→ **Requirements**
Extract every line of the entries below that contains the string "dark". Matches must be case-sensitive.
━━━ Dataset ━━━
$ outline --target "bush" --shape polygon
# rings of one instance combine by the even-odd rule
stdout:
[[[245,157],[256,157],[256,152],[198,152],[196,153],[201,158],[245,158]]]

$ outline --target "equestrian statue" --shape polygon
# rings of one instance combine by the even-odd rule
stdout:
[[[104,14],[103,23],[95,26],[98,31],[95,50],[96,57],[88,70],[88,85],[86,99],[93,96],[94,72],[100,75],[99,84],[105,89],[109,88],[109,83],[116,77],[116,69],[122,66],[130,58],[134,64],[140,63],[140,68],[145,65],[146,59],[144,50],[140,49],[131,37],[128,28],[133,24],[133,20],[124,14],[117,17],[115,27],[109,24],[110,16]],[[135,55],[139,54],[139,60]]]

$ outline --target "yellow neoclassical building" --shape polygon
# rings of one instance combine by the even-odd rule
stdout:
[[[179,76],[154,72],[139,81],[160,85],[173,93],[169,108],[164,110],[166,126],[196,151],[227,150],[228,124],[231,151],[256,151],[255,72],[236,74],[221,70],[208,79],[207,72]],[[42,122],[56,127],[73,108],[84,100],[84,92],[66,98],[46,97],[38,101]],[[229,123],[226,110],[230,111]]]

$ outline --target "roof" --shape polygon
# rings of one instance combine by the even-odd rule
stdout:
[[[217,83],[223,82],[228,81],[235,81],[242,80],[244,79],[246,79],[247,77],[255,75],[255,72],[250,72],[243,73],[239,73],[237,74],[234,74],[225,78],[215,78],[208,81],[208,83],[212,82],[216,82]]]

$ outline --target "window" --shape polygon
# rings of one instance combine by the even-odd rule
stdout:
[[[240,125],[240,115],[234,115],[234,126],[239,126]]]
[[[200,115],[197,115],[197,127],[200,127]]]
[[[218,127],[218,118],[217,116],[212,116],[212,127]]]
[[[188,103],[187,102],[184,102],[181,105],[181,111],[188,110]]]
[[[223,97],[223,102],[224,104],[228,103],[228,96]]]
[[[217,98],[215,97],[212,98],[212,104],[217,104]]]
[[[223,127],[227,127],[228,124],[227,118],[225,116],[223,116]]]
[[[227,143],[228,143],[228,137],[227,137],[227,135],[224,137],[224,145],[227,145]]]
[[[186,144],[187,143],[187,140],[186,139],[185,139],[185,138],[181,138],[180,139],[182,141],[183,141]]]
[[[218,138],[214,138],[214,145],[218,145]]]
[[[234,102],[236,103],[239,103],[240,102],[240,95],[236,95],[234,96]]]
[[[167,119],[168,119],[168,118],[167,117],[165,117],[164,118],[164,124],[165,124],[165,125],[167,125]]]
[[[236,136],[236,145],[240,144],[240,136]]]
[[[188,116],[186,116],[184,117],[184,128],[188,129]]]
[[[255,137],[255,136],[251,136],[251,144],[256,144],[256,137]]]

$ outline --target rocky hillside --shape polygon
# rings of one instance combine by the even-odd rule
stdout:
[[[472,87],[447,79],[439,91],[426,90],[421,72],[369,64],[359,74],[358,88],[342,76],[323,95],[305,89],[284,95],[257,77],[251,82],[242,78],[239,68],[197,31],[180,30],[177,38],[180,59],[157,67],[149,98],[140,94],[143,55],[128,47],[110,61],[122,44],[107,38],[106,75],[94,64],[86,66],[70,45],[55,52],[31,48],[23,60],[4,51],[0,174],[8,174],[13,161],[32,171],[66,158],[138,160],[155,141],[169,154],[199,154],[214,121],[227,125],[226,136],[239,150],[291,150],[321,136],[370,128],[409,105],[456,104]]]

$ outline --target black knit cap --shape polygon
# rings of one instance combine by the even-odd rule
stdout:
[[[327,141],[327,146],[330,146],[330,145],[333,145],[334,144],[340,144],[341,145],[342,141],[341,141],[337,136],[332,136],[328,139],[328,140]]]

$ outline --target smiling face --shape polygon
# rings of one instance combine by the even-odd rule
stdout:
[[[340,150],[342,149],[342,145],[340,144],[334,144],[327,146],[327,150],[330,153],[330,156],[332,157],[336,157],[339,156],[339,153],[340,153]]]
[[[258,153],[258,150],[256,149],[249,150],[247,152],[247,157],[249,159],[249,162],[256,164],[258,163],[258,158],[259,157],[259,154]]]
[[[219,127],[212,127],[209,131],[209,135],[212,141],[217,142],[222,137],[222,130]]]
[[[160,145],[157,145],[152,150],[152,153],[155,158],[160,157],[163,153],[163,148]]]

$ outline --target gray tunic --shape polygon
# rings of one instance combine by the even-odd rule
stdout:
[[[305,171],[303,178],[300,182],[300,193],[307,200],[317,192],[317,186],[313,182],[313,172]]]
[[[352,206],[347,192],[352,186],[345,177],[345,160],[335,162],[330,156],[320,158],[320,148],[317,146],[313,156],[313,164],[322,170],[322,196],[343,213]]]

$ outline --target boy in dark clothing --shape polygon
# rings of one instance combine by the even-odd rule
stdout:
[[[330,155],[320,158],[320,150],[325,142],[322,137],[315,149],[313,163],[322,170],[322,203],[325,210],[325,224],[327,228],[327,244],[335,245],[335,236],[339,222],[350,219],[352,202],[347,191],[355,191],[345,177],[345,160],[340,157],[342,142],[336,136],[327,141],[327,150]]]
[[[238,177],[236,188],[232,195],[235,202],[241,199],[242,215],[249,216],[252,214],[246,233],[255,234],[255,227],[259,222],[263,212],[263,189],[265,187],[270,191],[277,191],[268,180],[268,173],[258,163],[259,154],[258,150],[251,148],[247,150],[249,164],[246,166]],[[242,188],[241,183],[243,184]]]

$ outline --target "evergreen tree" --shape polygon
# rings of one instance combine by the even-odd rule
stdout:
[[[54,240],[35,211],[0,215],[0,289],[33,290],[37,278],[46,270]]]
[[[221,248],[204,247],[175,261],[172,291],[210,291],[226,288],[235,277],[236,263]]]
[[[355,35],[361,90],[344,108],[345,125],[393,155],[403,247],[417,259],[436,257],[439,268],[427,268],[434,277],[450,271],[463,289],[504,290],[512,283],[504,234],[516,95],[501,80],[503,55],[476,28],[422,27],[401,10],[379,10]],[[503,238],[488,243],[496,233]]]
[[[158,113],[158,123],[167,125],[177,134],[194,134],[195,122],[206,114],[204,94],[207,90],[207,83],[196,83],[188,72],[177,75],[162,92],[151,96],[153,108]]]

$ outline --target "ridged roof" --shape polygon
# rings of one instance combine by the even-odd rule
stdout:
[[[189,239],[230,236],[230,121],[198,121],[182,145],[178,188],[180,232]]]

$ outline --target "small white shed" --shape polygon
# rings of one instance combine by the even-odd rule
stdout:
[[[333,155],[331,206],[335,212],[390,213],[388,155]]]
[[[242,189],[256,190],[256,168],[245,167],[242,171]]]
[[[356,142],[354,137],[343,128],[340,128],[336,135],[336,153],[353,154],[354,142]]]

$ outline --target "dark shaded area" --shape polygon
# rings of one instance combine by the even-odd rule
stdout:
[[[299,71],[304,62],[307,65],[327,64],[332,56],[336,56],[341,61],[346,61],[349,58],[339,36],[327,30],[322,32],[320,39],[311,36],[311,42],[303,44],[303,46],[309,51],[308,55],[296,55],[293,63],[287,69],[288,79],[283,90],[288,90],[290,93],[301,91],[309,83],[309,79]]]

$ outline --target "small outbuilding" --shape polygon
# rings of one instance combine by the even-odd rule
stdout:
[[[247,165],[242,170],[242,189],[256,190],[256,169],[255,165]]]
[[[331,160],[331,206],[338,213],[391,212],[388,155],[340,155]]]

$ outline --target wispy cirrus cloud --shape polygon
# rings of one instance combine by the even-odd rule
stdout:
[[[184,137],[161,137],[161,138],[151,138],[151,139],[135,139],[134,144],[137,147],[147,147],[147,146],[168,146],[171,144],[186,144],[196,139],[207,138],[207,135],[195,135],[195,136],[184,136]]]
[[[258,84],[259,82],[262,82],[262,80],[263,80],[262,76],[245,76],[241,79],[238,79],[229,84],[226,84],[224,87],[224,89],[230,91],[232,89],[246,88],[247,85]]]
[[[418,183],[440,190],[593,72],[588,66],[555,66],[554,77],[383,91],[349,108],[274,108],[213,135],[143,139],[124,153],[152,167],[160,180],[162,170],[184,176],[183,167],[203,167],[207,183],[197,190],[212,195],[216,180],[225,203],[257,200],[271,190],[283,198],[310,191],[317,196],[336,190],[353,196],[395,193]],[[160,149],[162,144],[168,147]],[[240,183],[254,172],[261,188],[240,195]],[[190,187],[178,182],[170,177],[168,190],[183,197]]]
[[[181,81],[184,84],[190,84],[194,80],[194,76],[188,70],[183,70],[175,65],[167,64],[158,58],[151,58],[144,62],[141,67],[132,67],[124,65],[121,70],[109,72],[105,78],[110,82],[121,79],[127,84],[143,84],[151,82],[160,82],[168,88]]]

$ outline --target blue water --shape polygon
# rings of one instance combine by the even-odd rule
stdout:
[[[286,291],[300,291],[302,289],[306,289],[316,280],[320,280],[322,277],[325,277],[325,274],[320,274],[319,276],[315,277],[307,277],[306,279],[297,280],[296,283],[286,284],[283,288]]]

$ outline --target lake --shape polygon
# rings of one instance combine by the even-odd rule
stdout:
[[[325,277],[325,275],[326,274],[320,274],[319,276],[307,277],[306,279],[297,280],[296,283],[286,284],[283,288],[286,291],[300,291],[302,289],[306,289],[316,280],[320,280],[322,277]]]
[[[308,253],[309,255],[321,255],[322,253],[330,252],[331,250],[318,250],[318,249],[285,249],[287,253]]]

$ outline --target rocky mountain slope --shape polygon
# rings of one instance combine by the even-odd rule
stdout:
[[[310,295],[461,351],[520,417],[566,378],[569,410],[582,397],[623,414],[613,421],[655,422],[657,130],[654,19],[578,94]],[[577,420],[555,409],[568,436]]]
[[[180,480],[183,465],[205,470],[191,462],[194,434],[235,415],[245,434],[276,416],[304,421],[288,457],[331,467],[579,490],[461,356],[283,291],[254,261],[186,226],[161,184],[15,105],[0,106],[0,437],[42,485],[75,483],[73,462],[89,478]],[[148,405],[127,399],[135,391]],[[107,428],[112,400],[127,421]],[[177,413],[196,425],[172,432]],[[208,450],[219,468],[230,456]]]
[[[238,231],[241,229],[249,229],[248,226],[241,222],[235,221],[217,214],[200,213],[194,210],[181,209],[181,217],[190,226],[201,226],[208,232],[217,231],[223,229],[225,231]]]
━━━
→ **Expected output**
$ outline --target boy in dark clothing --shape polygon
$ outline --target "dark shaded area" --shape polygon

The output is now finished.